Tasks to perform:
A – In the court opinion, what punishment did the jury give Roy (Pete) Traxler?
B – Pick up the court opinion on Traxler's robbery appeal after its last sentence and keep writing.

--- begin Text ---

Appeal from District Court, Bryan County; Sam Sullivan, Judge.
Roy (Pete) Traxler was convicted of robbery with firearms and he appeals. Affirmed.
Alan B. McPheron, Durant, J.S. Bracewell, Houston, Tex., and W.L. Steger, Durant, for plaintiff in error.
Mac Q. Williamson, Atty. Gen., Sam H. Lattimore, Asst. Atty. Gen., R.H. Mills, County Atty., and J.A. Shirley, Asst. County Atty., Bryan County, Durant, John L. Roland, Caddo, Lewis T. Martin, Denton Gossett and Louie Gossett, Durant, for defendant in error.
Roy (Pete) Traxler, hereinafter referred to as defendant, was convicted in the district court of Bryan county, Oklahoma, where he was tried before a jury on a charge of robbery with firearms. The jury was authorized, Tit. 21 O.S. 1951 § 801[ 21-801], to inflict the death sentence, but his punishment was assessed at five years imprisonment in the State Penitentiary. This was the minimum penalty. The defendant being dissatisfied with the outcome would hazard much greater punishment by seeking a new trial. Appeal has accordingly been perfected to this court.
The defendant admits to taking the automobile of Frank Trimmer, a farmer of Bryan county, at gun point and forcing Trimmer and another to endanger their lives by flight with him from pursuing officers, but seeks escape from punishment on certain technical issues and a plea of subsequent reformation between the date of the act in 1937 and date of trial 1947.
A chronological history of the case is necessary for treatment of the specifications of error presented.
Under date of July 22, 1937, a complaint was filed in the justice of the peace court of W.D. Sparger, of Bryan county, sitting as an examining magistrate, charging the defendant with the crime of robbery with firearms. While this complaint was pending the Governor of Oklahoma granted the Governor of Texas a writ of extradition for the defendant's return to Texas. The prisoner was by reason thereof delivered to the Texas authorities to resume serving a life sentence in the Texas State Penitentiary, from which institution he was a fugitive when arrested on the above charge filed in Oklahoma.

--- end Text ---
--- begin Recorded data ---

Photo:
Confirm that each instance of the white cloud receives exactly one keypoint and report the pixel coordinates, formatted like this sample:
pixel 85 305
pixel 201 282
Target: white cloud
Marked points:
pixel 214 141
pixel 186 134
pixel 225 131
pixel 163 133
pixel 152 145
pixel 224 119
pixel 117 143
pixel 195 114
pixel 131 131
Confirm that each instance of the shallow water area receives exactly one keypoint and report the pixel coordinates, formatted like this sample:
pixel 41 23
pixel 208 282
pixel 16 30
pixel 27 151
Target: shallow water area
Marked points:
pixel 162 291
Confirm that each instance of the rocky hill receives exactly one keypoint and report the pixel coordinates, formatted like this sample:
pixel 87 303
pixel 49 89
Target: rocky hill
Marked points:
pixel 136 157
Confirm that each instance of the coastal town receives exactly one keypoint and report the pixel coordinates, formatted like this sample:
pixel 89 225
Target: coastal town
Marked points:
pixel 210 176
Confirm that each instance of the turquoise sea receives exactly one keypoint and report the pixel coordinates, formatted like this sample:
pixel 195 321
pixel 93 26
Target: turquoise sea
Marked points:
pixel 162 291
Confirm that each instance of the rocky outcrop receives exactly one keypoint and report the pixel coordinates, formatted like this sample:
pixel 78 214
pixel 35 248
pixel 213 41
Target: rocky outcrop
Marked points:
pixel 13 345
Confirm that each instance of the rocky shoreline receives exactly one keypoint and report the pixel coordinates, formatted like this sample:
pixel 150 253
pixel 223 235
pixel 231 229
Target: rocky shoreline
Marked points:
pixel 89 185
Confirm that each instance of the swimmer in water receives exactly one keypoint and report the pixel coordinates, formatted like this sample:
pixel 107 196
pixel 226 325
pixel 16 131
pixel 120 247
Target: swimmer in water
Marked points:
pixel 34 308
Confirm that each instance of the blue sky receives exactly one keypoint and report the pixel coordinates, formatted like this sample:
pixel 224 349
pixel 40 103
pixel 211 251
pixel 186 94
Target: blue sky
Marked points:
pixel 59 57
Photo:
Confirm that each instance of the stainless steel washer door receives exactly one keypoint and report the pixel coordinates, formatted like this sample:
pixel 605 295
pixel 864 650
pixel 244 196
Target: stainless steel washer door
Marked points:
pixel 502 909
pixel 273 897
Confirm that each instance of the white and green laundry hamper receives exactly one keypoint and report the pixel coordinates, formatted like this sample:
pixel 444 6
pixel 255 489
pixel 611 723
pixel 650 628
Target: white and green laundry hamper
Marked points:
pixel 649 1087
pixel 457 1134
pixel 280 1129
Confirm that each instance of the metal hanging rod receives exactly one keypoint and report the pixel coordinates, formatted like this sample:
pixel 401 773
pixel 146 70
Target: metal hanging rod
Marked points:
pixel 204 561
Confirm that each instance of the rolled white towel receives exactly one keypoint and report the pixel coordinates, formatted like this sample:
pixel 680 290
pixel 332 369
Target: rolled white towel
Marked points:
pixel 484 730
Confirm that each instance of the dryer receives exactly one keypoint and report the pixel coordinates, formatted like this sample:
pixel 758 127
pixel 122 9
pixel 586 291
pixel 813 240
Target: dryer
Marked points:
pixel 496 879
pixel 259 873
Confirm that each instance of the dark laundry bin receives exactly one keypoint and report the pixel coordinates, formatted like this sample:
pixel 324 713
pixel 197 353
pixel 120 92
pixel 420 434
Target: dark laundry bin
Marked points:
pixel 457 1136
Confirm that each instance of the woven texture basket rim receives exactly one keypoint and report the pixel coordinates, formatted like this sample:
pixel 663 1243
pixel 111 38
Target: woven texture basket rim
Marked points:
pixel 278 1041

--- end Recorded data ---

Expected outputs:
A – Five years in the State Penitentiary, which was the minimum penalty.

B –
Under date of August 12, 1946, the defendant having been brought into Bryan county, Oklahoma, by the sheriff of that county after extradition from Texas where he had remained after release from the penitentiary there, a new complaint was filed against him in the justice court of Lee Thompson, setting out the same charge as contained in the complaint first filed and mentioned above. The defendant was granted a change of venue on November 6, 1946, and the case was transferred to the justice court of C.A. Woodward, and a preliminary examination was had on December 5, 1946, and the defendant was bound over to the district court of Bryan county to answer the charge of robbery with firearms. The charging part of the information reads:
* * * that the above named defendant Roy (Pete) Traxler late of Bryan County, did in Bryan County, and in the State of Oklahoma, on or about the 21st day of July in the year of our Lord One Thousand Nine Hundred and Thirty-seven commit the crime of Robbery With Firearms in the manner and form as follows:
"That is to say, the defendant did in said County and State, at the date above named unlawfully, wrongfully, knowingly. wilfully and feloniously make an assault in and upon one Frank Trimmer with a certain firearm, a weapon, to wit: a certain pistol then and there had and held in the hands of the said Roy (Pete) Traxler, then and thereby putting the said Frank Trimmer in fear of an immediate injury to his life and person by threatening to shoot and kill the said Frank Trimmer and did then and there by means and use of said force, threats and putting in fear unlawfully, wrongfully, wilfully and feloniously, and against the will and without the consent of him, the said Frank Trimmer, take, steal and carry away from the possession of said Frank Trimmer certain personal property, to wit: A certain 1935 model Chevrolet Automobile, the personal property of and belonging to the said Frank Trimmer and of the value of $400.00, with the unlawful, wrongful and felonious intent then and there on the part of the said Roy (Pete) Traxler to rob and deprive the said Frank Trimmer of said property and to convert the same to the use and benefit of him, the said Roy (Pete) Traxler; * * *."
The defendant was first tried on the charge on the 14th day of April, 1947, but the jury being unable to agree, a mistrial was declared. The case was next tried on December 18, 1950, resulting as above.
For reversal of the conviction complained of, counsel for defendant present and urge eight specifications of error, which we shall treat in order as set out.
It is first contended that the Governor of Oklahoma "having unconditionally granted a writ of extradition to the authorities of Texas while a complaint of robbery by firearms was pending against him in Oklahoma, could not thereafter reextradite him to the state of Oklahoma for the purpose of trying him upon a complaint alleging the same offense."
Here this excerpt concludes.